Passage provided |
--- START ---
I hate feeling that way. HATE HATE HATE it.
Master was talking to someone, and suddenly I couldn't breath. I had to see what he was saying, I had to stop him from giving that person attention. I wanted the attention. Why hadn't he said anything to me? Why hadn't he smiled at me since we got home? Why hasn't he talked or laughed or discussed something with me? Why hadn't he told me he loved me? Why did I have to say it? Why can't he do things with me, instead of sit beside me while I do something?
He put his phone down. I was shaking. I grabbed his phone, looked at what was there (his conversation with the person), and threw it down like it was hot.
I hate feeling this way.
I have no idea why I do this.
Maybe counseling will help. Because I hate this.
He was patient with me. He asked if I was okay, I said no. I told him I didn't like the way I was feeling. He asked what I was feeling. I said I didn't know.
My chest was tight, and tears were in my eyes. I hate crying, too. Especially in front of people.
After a few moments, I was still shaking. He scooted back on the bean bag and told me to get on it with him.
I was grateful.
It's been about 10 minutes since then, and my chest is still kind of tight, and I feel horribly guilty and upset at myself still.
I have no reason to feel this way. To be this jealous. I don't know why.
Master took a shower, and said I was to write about how I felt. Well, there ya go.
--- END ---
Image-grounded pointing data
--- START ---
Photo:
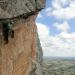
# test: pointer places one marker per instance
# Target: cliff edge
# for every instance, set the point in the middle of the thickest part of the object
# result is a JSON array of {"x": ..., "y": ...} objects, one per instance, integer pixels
[{"x": 20, "y": 49}]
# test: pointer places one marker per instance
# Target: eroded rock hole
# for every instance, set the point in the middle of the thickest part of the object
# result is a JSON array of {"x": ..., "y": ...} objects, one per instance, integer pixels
[{"x": 7, "y": 31}]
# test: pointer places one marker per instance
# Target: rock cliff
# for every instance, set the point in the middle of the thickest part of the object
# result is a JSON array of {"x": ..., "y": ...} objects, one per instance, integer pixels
[{"x": 22, "y": 54}]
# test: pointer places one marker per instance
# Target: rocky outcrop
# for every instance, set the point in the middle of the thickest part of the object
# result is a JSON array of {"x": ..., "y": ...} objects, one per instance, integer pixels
[
  {"x": 14, "y": 8},
  {"x": 22, "y": 54}
]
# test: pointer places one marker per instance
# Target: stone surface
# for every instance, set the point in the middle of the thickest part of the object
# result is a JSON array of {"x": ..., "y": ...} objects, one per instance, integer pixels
[{"x": 14, "y": 8}]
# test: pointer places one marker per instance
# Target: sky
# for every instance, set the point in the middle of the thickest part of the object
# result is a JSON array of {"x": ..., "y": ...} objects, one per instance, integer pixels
[{"x": 56, "y": 28}]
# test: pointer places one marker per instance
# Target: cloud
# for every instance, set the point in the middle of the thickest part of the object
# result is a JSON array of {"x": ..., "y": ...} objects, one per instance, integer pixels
[
  {"x": 63, "y": 44},
  {"x": 40, "y": 15},
  {"x": 62, "y": 9},
  {"x": 62, "y": 27}
]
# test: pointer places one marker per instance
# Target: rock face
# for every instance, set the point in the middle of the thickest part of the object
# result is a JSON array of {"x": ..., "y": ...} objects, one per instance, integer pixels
[
  {"x": 14, "y": 8},
  {"x": 22, "y": 55}
]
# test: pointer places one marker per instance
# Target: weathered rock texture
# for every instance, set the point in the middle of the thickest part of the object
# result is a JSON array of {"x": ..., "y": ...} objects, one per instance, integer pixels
--- END ---
Task brief | From the journal entry, return the text from "He was patient" up to and including "it with him.". The items have nothing to do with the journal entry.

Expected output |
He was patient with me. He asked if I was okay, I said no. I told him I didn't like the way I was feeling. He asked what I was feeling. I said I didn't know.
My chest was tight, and tears were in my eyes. I hate crying, too. Especially in front of people.
After a few moments, I was still shaking. He scooted back on the bean bag and told me to get on it with him.